▼
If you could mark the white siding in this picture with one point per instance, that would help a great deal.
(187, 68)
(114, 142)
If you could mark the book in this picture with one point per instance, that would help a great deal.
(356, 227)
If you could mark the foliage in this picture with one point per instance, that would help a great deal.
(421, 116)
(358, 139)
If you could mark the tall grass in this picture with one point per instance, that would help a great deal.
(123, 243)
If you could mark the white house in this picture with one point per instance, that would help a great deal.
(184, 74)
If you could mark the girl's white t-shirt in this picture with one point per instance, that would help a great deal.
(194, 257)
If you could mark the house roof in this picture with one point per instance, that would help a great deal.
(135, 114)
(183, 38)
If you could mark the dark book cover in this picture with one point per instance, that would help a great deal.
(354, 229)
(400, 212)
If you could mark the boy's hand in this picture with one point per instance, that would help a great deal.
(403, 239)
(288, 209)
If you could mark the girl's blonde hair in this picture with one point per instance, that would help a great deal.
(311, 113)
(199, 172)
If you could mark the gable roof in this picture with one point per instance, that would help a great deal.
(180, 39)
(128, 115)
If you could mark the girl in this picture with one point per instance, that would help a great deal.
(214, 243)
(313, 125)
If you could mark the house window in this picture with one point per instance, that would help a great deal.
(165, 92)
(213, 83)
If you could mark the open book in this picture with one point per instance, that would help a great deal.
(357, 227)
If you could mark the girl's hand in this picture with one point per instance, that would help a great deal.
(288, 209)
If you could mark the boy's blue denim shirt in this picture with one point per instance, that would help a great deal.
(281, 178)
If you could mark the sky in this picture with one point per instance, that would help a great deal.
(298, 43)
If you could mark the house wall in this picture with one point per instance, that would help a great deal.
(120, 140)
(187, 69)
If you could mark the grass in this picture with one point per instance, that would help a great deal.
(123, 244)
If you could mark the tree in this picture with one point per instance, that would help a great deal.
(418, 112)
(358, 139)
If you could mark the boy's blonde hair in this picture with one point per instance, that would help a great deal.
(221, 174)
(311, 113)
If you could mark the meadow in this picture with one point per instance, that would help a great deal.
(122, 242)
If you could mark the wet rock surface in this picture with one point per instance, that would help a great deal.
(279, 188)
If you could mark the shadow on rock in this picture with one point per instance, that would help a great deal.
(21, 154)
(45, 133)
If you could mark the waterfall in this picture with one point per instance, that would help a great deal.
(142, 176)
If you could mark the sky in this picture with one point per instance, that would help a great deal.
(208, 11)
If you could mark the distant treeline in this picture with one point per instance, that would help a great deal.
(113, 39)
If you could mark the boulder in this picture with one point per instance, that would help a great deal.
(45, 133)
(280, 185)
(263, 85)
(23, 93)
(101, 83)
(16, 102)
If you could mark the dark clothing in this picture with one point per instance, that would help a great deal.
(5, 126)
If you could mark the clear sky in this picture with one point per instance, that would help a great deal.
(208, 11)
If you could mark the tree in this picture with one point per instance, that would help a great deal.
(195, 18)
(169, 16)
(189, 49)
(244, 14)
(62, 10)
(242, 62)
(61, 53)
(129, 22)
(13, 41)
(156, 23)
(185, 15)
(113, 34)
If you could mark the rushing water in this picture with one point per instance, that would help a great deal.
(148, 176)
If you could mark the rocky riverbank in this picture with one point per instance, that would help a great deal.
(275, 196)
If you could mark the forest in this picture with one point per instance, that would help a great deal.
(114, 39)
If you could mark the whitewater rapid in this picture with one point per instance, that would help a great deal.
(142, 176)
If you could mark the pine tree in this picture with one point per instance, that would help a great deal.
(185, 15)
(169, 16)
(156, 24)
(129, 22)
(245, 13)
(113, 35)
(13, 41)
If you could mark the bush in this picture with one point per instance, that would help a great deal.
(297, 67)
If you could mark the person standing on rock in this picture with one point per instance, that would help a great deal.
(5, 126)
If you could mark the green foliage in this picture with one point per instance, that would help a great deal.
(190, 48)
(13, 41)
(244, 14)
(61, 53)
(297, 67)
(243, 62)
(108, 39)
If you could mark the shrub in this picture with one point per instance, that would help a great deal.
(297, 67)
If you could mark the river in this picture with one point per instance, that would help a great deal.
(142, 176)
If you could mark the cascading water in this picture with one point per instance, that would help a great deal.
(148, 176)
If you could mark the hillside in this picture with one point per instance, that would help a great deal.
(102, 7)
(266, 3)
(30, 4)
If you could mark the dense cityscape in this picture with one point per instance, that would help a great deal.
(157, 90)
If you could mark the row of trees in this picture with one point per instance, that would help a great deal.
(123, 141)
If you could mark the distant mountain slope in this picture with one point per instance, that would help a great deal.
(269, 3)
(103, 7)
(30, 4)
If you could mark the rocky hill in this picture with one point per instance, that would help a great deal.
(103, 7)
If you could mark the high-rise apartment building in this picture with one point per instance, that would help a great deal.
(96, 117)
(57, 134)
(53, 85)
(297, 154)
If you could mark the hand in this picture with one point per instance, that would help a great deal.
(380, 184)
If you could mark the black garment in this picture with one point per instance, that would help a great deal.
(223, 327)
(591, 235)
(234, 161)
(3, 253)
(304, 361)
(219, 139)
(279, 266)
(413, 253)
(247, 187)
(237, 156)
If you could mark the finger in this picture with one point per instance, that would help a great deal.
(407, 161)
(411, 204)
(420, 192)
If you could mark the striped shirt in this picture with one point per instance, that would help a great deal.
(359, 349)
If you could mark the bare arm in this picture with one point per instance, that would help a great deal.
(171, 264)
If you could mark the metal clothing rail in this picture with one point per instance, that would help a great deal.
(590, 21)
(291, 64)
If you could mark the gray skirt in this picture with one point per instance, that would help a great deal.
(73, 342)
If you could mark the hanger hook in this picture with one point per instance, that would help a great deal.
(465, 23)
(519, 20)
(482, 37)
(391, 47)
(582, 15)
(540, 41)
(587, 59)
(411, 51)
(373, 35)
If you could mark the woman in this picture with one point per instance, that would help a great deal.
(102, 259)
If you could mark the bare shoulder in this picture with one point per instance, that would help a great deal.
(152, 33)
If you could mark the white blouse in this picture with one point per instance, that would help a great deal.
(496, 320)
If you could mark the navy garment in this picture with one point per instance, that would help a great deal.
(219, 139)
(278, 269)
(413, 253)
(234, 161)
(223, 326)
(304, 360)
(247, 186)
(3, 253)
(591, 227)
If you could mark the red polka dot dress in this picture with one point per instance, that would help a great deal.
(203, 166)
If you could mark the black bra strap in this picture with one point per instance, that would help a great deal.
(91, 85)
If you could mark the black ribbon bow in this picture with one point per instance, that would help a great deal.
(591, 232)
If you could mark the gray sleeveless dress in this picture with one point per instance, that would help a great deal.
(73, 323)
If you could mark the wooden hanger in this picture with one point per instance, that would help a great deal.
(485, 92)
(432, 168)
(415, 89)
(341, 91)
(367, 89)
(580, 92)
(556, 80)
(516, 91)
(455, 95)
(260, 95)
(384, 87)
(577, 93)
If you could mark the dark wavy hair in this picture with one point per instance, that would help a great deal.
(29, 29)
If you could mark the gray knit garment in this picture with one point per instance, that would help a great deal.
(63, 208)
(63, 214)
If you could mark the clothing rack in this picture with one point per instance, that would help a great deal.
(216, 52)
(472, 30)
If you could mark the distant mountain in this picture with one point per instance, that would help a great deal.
▲
THE EXERCISE >>
Copy out every item above verbatim, keeping the same lines in the same order and adding nothing.

FINAL RESULT >>
If you could mark the white siding in this picture with one point per instance, that would help a great deal.
(187, 68)
(114, 142)
If you could mark the book in this picture with one point per instance, that would help a great deal.
(356, 227)
If you could mark the foliage in this picture with one point per instance, that would help a great deal.
(421, 116)
(358, 139)
If you could mark the tall grass in this picture with one point per instance, that would help a great deal.
(123, 243)
If you could mark the white house in this picture with one point per instance, that would help a great deal.
(184, 74)
If you could mark the girl's white t-shirt in this picture with one point per instance, that would help a great deal.
(194, 257)
If you could mark the house roof in this picture with one point per instance, that would help a great deal.
(135, 114)
(183, 38)
If you could mark the dark book cover in this picture with one point per instance, that would help a great deal.
(354, 229)
(400, 212)
If you could mark the boy's hand in this picture with one point per instance, that would help a great deal.
(403, 239)
(288, 209)
If you could mark the girl's blonde hair in this picture with one point per instance, that would help a great deal.
(311, 113)
(199, 172)
If you could mark the gable roof in this picture with one point per instance, that would help a great deal.
(180, 39)
(128, 115)
If you could mark the girl in this picture with one point per instance, that would help a great deal.
(214, 243)
(313, 125)
If you could mark the house window in this picture with one point per instance, that would help a great deal.
(165, 92)
(213, 83)
If you could mark the open book in this picture with one point per instance, that would help a great deal.
(357, 227)
If you could mark the girl's hand in this picture with one point per instance, that would help a great deal.
(288, 209)
If you could mark the boy's blue denim shirt in this picture with one point per instance, that would help a great deal.
(281, 178)
If you could mark the sky in this picture with one point per instance, that would help a great deal.
(298, 43)
If you could mark the house wall in this picture with one point per instance, that would help a great deal.
(120, 140)
(187, 69)
If you could mark the grass in this picture with one point per instance, that would help a great deal.
(123, 244)
If you could mark the tree in this picture with one point per instance, that would help a great deal.
(418, 112)
(358, 139)
If you could mark the boy's blonde hair in this picture with one point per instance, that would help a great deal.
(221, 174)
(311, 113)
If you could mark the meadow in this picture with one point per instance, that would help a great deal.
(122, 242)
If you could mark the wet rock surface in this picture with one point per instance, that would help a great deal.
(279, 188)
If you could mark the shadow on rock in this picture with one point per instance, that would help a great deal.
(21, 154)
(45, 133)
If you could mark the waterfall in this picture with one point per instance, that would help a great deal.
(142, 176)
If you could mark the sky in this picture with one point per instance, that would help a great deal.
(208, 11)
If you could mark the distant treeline in this picture with one point per instance, that would help a great deal.
(113, 39)
If you could mark the boulder in this picture with one point per instance, that would help a great deal.
(45, 133)
(280, 185)
(263, 85)
(23, 93)
(101, 83)
(16, 102)
If you could mark the dark clothing in this picture with one point per instance, that would help a great deal.
(5, 126)
If you could mark the clear sky in this picture with one point per instance, that would help a great deal.
(208, 11)
If you could mark the tree in this picture with one point per instance, that would help a great deal.
(195, 18)
(169, 16)
(189, 49)
(244, 14)
(62, 10)
(242, 62)
(61, 53)
(129, 22)
(13, 41)
(156, 23)
(185, 15)
(113, 34)
If you could mark the rushing water in this picture with one point per instance, that would help a great deal.
(148, 176)
If you could mark the rocky riverbank in this picture with one point per instance, that would help a great deal.
(275, 196)
If you could mark the forest in this picture with one point per instance, that would help a great deal.
(114, 39)
If you could mark the whitewater rapid in this picture with one point per instance, that would help a great deal.
(142, 176)
If you could mark the pine tree in this picture with one point per instance, that would help a great deal.
(185, 15)
(169, 16)
(156, 24)
(129, 22)
(245, 13)
(113, 35)
(13, 41)
If you could mark the bush in this picture with one point per instance, that would help a great deal.
(297, 67)
If you could mark the person standing on rock in this picture with one point per instance, that would help a great deal.
(5, 126)
If you could mark the green foliage in this picture with one point per instance, that would help a great deal.
(190, 48)
(13, 41)
(244, 14)
(61, 53)
(297, 67)
(243, 62)
(108, 39)
If you could mark the shrub in this picture with one point per instance, that would help a great deal.
(297, 67)
If you could mark the river in this picture with one point per instance, that would help a great deal.
(142, 176)
If you could mark the cascading water in this picture with one point per instance, that would help a great deal.
(148, 176)
If you could mark the hillside in this picture with one point per instance, that would help a great deal.
(102, 7)
(266, 3)
(30, 4)
If you could mark the dense cityscape in this picture with one point per instance, that would help a great deal.
(157, 90)
If you could mark the row of trees in this picture with one point per instance, that would help a great deal.
(123, 141)
If you could mark the distant mountain slope in this picture with one point per instance, that would help a great deal.
(269, 3)
(103, 7)
(30, 4)
If you could mark the rocky hill in this picture with one point per instance, that would help a great deal.
(103, 7)
If you could mark the high-rise apartment building in this picture with one point per instance, that would help a great deal.
(96, 117)
(57, 134)
(53, 85)
(297, 154)
If you could mark the hand in this picture with one point per instance, that would help a great deal.
(380, 184)
If you could mark the black garment in this picture with one point per instance, that would help a great deal.
(223, 327)
(591, 235)
(234, 161)
(3, 253)
(304, 361)
(219, 139)
(279, 266)
(413, 253)
(247, 187)
(237, 156)
If you could mark the finger in this picture with one point per instance, that would help a great deal.
(407, 161)
(411, 204)
(420, 192)
If you could mark the striped shirt in this picture with one point per instance, that would help a great deal.
(359, 349)
If you could mark the bare arm in this picture with one point per instance, that would help a great deal.
(171, 264)
If you could mark the metal clothing rail in this picture with one point per instance, that would help a great deal.
(590, 21)
(291, 64)
If you could mark the gray skirt in this picture with one point per instance, that would help a great deal.
(73, 342)
If you could mark the hanger hook in this picture with one point per instance, that would help a great deal.
(465, 23)
(519, 20)
(482, 37)
(391, 47)
(582, 15)
(540, 41)
(587, 59)
(411, 51)
(373, 35)
If you could mark the woman in this picture with one point per instance, that would help a great deal.
(102, 259)
If you could mark the bare shoulder in this picture with one point per instance, that would help a great deal.
(152, 33)
If you could mark the white blouse in this picture with one point per instance, that would help a great deal.
(496, 320)
If you could mark the navy garment in this picture with one point per instance, that would help a great deal.
(219, 139)
(278, 269)
(413, 253)
(234, 161)
(223, 326)
(304, 360)
(247, 186)
(3, 253)
(591, 227)
If you could mark the red polka dot dress in this picture with one point per instance, that would help a great deal.
(203, 166)
If you could mark the black bra strap in this picture with one point per instance, that would help a great deal.
(91, 85)
If you could mark the black ribbon bow in this picture with one point per instance, that would help a great deal.
(591, 232)
If you could mark the gray sleeveless dress in this picture with one point per instance, that would help a great deal.
(73, 323)
If you could mark the wooden hanger in this picture with one point per instance, that would help a great deal.
(485, 92)
(432, 168)
(415, 89)
(341, 91)
(367, 89)
(580, 92)
(556, 80)
(516, 91)
(455, 95)
(260, 95)
(384, 87)
(577, 93)
If you could mark the dark wavy hair in this picture with one point per instance, that would help a great deal.
(29, 29)
If you could mark the gray knit garment in this picture with one point per instance, that would help a great deal.
(63, 208)
(63, 214)
If you could mark the clothing rack in this picture with one point per instance, that would help a great deal.
(216, 52)
(472, 30)
If you could mark the distant mountain in this picture with one point per instance, that would help a great deal.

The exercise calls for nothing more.